● **CHALLENGE**:
Copy out the entries below word for word, reproducing every line as it appears.

-------

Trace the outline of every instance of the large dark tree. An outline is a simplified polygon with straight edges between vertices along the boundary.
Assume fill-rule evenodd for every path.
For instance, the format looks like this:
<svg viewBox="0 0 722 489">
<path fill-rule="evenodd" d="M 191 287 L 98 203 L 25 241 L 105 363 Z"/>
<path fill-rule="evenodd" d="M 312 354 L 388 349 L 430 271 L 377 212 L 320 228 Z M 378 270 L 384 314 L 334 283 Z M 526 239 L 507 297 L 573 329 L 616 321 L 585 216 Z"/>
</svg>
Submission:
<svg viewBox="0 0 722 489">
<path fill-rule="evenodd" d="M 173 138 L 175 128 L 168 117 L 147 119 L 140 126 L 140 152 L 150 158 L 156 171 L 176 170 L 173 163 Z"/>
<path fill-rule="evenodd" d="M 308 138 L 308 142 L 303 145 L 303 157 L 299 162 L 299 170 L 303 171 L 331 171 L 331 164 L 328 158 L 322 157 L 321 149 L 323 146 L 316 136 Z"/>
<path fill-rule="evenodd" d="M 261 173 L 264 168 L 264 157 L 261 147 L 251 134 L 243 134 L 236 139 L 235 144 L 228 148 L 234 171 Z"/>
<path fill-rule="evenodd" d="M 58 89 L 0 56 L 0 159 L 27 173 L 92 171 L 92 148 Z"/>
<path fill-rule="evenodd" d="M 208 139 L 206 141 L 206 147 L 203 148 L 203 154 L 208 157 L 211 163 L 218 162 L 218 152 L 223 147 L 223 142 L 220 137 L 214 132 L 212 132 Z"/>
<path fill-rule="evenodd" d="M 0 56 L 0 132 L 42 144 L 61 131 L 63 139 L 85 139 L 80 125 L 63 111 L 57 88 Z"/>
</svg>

-------

● **SOLUTION TO THIS EXERCISE**:
Trace the outline of every instance of the large dark tree. An outline is a simplified polygon with straight edges between vertices along the boundary.
Assume fill-rule evenodd for every path.
For instance, the format looks like this:
<svg viewBox="0 0 722 489">
<path fill-rule="evenodd" d="M 191 287 L 98 203 L 25 241 L 105 363 Z"/>
<path fill-rule="evenodd" d="M 312 354 L 388 349 L 430 271 L 377 212 L 320 228 Z M 378 270 L 384 314 L 334 283 Z M 526 239 L 507 297 L 573 329 L 616 321 L 585 216 Z"/>
</svg>
Submission:
<svg viewBox="0 0 722 489">
<path fill-rule="evenodd" d="M 173 138 L 175 128 L 168 117 L 147 119 L 140 126 L 140 152 L 150 158 L 156 171 L 176 170 L 173 163 Z"/>
<path fill-rule="evenodd" d="M 308 138 L 308 142 L 303 145 L 303 157 L 299 162 L 299 170 L 303 171 L 331 171 L 331 164 L 328 158 L 322 157 L 321 149 L 323 146 L 316 136 Z"/>
<path fill-rule="evenodd" d="M 261 173 L 264 168 L 264 157 L 261 147 L 251 134 L 243 134 L 236 139 L 235 144 L 228 148 L 234 171 Z"/>
<path fill-rule="evenodd" d="M 58 89 L 0 56 L 0 159 L 27 173 L 92 171 L 92 148 Z"/>
<path fill-rule="evenodd" d="M 208 139 L 206 141 L 206 147 L 203 148 L 203 154 L 208 157 L 211 163 L 218 162 L 218 152 L 223 147 L 223 142 L 220 137 L 214 132 L 212 132 Z"/>
<path fill-rule="evenodd" d="M 0 56 L 0 132 L 42 144 L 61 131 L 63 139 L 85 139 L 80 125 L 63 111 L 57 88 Z"/>
</svg>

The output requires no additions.